■ Input data ■

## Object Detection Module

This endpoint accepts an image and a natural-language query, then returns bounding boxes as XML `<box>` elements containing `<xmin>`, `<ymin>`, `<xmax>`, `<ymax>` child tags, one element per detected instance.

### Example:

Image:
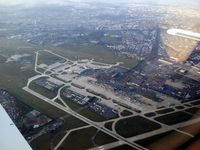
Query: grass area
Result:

■ Exercise task ■
Rewrite the data above with "endpoint" changed to "service" and nothing else altered. Leave the pictures out of your version.

■ Reply to the exercise ■
## Object Detection Module

This service accepts an image and a natural-language query, then returns bounding boxes as XML `<box>` elements containing `<xmin>`, `<ymin>`, `<xmax>`, `<ymax>` child tags, one element per detected instance.

### Example:

Image:
Query: grass area
Result:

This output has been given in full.